** Start Information given **

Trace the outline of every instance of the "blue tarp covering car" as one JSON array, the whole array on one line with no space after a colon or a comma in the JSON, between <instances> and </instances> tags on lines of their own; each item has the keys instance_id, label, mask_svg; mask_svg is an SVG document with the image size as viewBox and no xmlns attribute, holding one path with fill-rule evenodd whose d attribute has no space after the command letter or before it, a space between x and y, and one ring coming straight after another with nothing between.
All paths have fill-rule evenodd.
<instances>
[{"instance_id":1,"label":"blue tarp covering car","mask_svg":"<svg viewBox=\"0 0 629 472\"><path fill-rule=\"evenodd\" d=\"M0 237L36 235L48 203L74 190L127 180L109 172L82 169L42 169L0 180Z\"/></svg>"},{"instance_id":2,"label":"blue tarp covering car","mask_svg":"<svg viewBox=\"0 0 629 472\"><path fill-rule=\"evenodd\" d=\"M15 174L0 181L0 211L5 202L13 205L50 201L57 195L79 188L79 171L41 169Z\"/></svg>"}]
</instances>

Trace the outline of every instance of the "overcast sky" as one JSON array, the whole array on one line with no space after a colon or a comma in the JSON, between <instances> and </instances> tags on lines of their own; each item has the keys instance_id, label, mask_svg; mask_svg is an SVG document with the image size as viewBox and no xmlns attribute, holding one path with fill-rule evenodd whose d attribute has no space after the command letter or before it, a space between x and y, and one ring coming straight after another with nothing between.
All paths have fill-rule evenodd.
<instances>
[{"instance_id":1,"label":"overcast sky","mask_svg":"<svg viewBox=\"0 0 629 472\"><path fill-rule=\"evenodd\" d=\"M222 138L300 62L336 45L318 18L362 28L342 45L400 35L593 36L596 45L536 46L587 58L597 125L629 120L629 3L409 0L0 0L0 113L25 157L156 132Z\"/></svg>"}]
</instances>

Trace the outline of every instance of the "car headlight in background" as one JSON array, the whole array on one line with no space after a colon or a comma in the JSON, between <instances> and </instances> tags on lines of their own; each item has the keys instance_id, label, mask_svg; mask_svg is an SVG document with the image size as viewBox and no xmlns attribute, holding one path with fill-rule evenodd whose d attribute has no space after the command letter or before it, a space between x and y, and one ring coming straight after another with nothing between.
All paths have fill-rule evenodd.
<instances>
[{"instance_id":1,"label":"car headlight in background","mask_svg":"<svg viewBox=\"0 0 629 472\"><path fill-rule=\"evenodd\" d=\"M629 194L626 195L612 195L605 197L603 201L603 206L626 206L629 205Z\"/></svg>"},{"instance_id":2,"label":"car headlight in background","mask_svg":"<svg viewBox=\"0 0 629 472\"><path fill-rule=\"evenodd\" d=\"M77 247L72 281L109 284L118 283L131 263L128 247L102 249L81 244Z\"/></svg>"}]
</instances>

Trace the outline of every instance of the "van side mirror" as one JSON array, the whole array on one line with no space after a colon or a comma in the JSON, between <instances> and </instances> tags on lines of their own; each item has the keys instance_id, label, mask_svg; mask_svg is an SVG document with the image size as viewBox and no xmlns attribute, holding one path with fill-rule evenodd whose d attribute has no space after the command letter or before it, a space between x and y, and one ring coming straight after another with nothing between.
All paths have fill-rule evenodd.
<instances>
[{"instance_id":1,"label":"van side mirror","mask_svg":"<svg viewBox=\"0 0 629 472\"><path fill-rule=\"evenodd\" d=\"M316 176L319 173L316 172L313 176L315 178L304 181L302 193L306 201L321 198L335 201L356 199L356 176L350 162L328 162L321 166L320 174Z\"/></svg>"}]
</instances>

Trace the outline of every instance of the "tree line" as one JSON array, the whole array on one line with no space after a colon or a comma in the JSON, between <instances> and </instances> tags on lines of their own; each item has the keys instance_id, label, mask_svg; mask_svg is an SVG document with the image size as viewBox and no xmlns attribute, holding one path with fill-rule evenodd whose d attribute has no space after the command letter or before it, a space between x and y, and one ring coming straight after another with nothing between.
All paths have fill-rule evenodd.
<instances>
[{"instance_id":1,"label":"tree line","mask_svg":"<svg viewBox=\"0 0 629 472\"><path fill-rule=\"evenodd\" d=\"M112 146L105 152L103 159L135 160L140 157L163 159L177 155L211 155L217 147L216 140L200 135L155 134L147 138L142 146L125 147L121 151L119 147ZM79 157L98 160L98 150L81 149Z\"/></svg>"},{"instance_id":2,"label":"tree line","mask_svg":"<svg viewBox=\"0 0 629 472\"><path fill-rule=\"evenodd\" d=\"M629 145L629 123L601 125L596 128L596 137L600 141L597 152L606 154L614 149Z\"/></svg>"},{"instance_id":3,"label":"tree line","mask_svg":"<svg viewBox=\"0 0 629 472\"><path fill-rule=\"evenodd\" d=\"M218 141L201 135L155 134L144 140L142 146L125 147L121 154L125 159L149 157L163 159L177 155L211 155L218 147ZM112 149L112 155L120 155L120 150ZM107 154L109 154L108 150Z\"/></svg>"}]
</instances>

** End Information given **

> _What the exercise asks_: Can you print the whole listing above again, unchanged?

> _Worked solution_:
Trace the outline of every instance of the "blue tarp covering car" as one JSON array, the whole array on one line with no space after a colon or a comma in the JSON, between <instances> and </instances> tags on lines of their own; each item has the keys instance_id, label, mask_svg; mask_svg is an SVG document with the image size as viewBox and no xmlns attribute, holding one path with fill-rule evenodd whose d attribute has no space after the command letter or before it, a space between x and y, and one ring coming straight after another with nothing between.
All paths have fill-rule evenodd.
<instances>
[{"instance_id":1,"label":"blue tarp covering car","mask_svg":"<svg viewBox=\"0 0 629 472\"><path fill-rule=\"evenodd\" d=\"M0 237L36 235L48 203L74 190L127 180L109 172L82 169L42 169L0 180Z\"/></svg>"},{"instance_id":2,"label":"blue tarp covering car","mask_svg":"<svg viewBox=\"0 0 629 472\"><path fill-rule=\"evenodd\" d=\"M15 174L0 181L0 211L5 202L13 205L50 201L57 195L79 188L79 171L41 169Z\"/></svg>"}]
</instances>

Trace the outline of every instance of the "overcast sky" as one JSON array, the whole array on one line with no space after a colon or a comma in the JSON, between <instances> and </instances> tags on lines of their own; each item has the keys instance_id, label, mask_svg; mask_svg is an SVG document with the image size as viewBox and no xmlns attribute, holding one path with fill-rule evenodd whose d attribute has no space after the command letter or before it, a space between x and y, and one ring coming straight after another with nothing between.
All paths have fill-rule evenodd.
<instances>
[{"instance_id":1,"label":"overcast sky","mask_svg":"<svg viewBox=\"0 0 629 472\"><path fill-rule=\"evenodd\" d=\"M222 138L300 62L336 45L318 18L362 28L342 45L400 35L593 36L596 45L536 46L587 58L597 125L629 120L629 3L409 0L0 0L0 113L25 157L156 132Z\"/></svg>"}]
</instances>

Trace the outline of every instance of the "car headlight in background" as one JSON array, the whole array on one line with no space after a colon or a comma in the JSON, between <instances> and </instances> tags on lines of their own; each item has the keys instance_id, label, mask_svg; mask_svg is an SVG document with the image size as viewBox and no xmlns attribute, holding one path with fill-rule evenodd whose d attribute has no space after the command letter or before it, a space between x and y, and one ring coming straight after another with nothing between.
All paths have fill-rule evenodd.
<instances>
[{"instance_id":1,"label":"car headlight in background","mask_svg":"<svg viewBox=\"0 0 629 472\"><path fill-rule=\"evenodd\" d=\"M629 194L626 195L612 195L605 197L603 201L603 206L626 206L629 205Z\"/></svg>"},{"instance_id":2,"label":"car headlight in background","mask_svg":"<svg viewBox=\"0 0 629 472\"><path fill-rule=\"evenodd\" d=\"M77 247L72 281L109 284L118 283L131 263L128 247L102 249L81 244Z\"/></svg>"}]
</instances>

Trace the outline of every instance of the "van side mirror" as one JSON array, the whole array on one line with no space after a colon or a comma in the JSON, between <instances> and </instances> tags on lines of their own; each item has the keys instance_id, label, mask_svg; mask_svg is an SVG document with the image size as viewBox and no xmlns attribute, holding one path with fill-rule evenodd whose d attribute has no space after the command letter or before it, a space between x and y, and one ring coming straight after another with nothing between.
All paths have fill-rule evenodd.
<instances>
[{"instance_id":1,"label":"van side mirror","mask_svg":"<svg viewBox=\"0 0 629 472\"><path fill-rule=\"evenodd\" d=\"M316 176L319 173L316 172L313 176L315 178L304 181L302 193L306 201L321 198L335 201L356 199L356 176L350 162L328 162L321 166L320 174Z\"/></svg>"}]
</instances>

Trace the outline of every instance of the "tree line" as one JSON array, the whole array on one line with no space after a colon or a comma in the JSON, between <instances> and </instances> tags on lines of their own; each item has the keys instance_id, label, mask_svg; mask_svg is an SVG document with the image size as viewBox and no xmlns attribute, holding one path with fill-rule evenodd whose d attribute has no space after the command letter or before it, a space between x and y, and one ring coming straight after another with nothing between.
All paths have fill-rule evenodd.
<instances>
[{"instance_id":1,"label":"tree line","mask_svg":"<svg viewBox=\"0 0 629 472\"><path fill-rule=\"evenodd\" d=\"M112 146L105 152L103 159L135 160L140 157L163 159L177 155L211 155L217 147L216 140L200 135L155 134L147 138L142 146L125 147L121 151L119 147ZM79 157L98 160L98 150L81 149Z\"/></svg>"},{"instance_id":2,"label":"tree line","mask_svg":"<svg viewBox=\"0 0 629 472\"><path fill-rule=\"evenodd\" d=\"M629 145L629 123L601 125L596 128L596 137L600 141L597 152L606 154L614 149Z\"/></svg>"},{"instance_id":3,"label":"tree line","mask_svg":"<svg viewBox=\"0 0 629 472\"><path fill-rule=\"evenodd\" d=\"M218 141L201 135L155 134L144 140L142 146L125 147L121 154L125 159L149 157L163 159L177 155L211 155L218 147ZM112 149L112 155L120 155L120 150ZM107 154L109 154L108 150Z\"/></svg>"}]
</instances>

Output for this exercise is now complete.